**What to do:** Reproduce every line of the material below, requests included, and rescale each point coordinate in the answers by multiplying it by 2.15 and rounding to the nearest whole number, with halves rounded up. Keep the numbers in the requests and their sample points as they are.

**Records provided:**
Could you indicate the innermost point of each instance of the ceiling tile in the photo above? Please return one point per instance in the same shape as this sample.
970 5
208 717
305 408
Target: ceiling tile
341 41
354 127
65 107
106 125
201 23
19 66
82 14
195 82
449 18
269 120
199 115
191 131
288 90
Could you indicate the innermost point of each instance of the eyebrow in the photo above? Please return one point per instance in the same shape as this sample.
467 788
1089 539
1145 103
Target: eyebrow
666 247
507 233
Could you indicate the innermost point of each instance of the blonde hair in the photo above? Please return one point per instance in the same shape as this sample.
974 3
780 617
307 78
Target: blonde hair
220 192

**Answer below:**
Could you indicate the innermost point of each instance of the ceiling tile in the photo above? Please return one point per instance in the same shape as this sample.
970 5
208 717
305 408
Target: ceiling tile
733 88
761 273
140 230
228 269
432 49
41 142
176 30
419 176
965 39
578 258
428 247
411 282
619 194
Could you indicate the innermost point of each instance of the eyebrow in the photo above? Please return one point per instance in the same shape as this sample.
467 788
1089 539
1145 103
Target: eyebrow
1432 531
1090 501
Could you indicate the innermost point of each instance of the blonde hair in the photo above? Please return one point per instance in the same shape as this sample.
974 3
780 617
307 78
Target: blonde hair
473 413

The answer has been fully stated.